**Task instructions**
Could you transcribe every record below exactly as written, leaving out any pictures?

**Dataset records**
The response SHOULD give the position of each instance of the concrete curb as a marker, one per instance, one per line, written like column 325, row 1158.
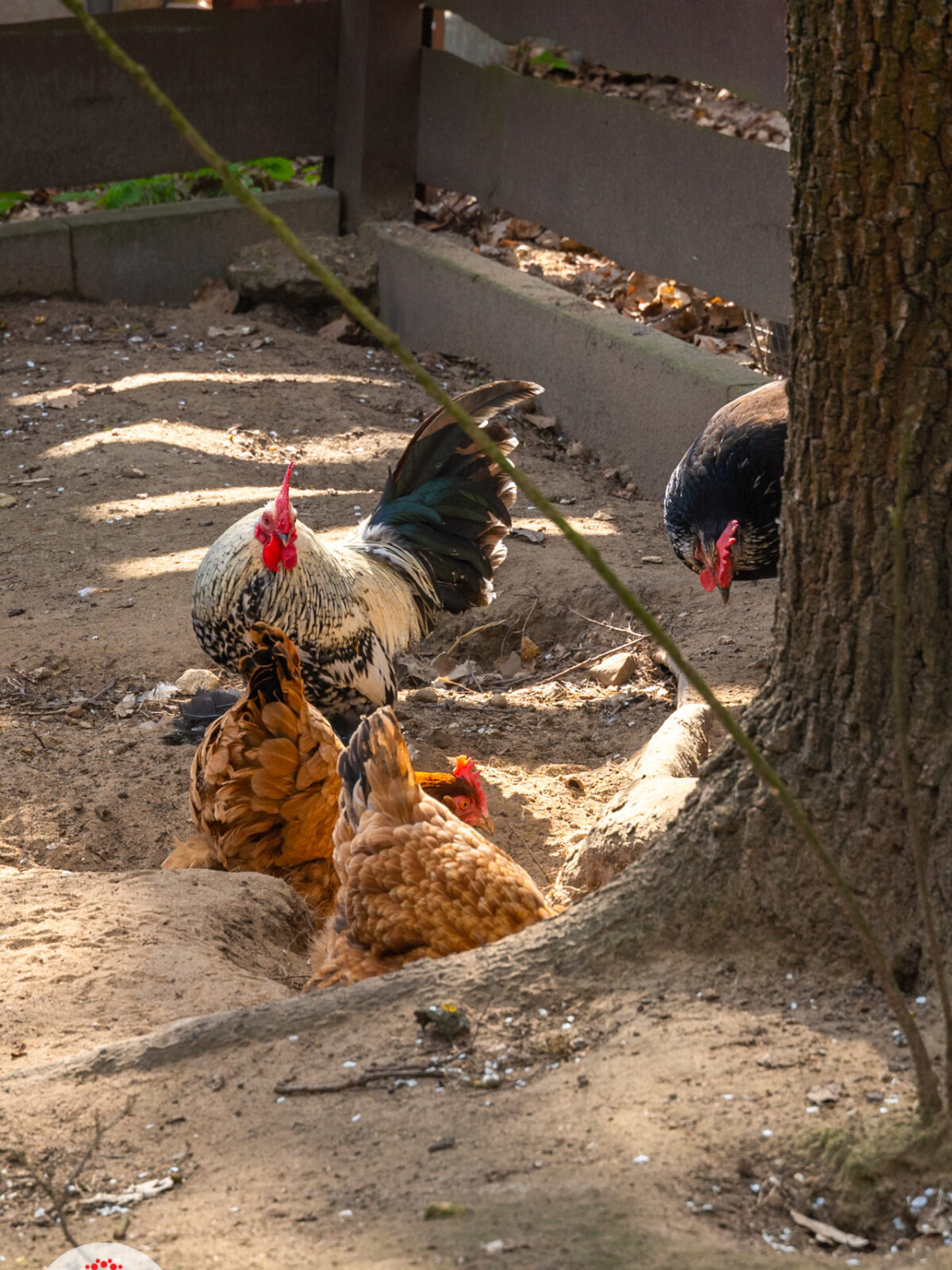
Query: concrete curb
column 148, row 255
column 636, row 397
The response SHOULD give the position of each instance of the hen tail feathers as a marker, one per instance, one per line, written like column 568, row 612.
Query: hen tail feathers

**Answer to the exercise**
The response SHOULD give the position of each instance of the concrete curb as a marker, one per instance, one per line, written like column 325, row 1158.
Query: concrete curb
column 148, row 255
column 636, row 397
The response SHOULD give the position of each instance of the hen tail feathers as a marker, one per instance, one per line, written like column 568, row 612.
Query: hen tail feathers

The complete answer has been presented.